• **What is required**
Could you copy every line in the listing below that has the word "single"?
..........
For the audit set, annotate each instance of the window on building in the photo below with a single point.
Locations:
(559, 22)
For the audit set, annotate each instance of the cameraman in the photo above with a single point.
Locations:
..........
• **Written solution**
For the audit set, annotate each instance of the window on building in the photo below with a single point.
For the audit set, annotate each instance of the cameraman in the photo above with a single point.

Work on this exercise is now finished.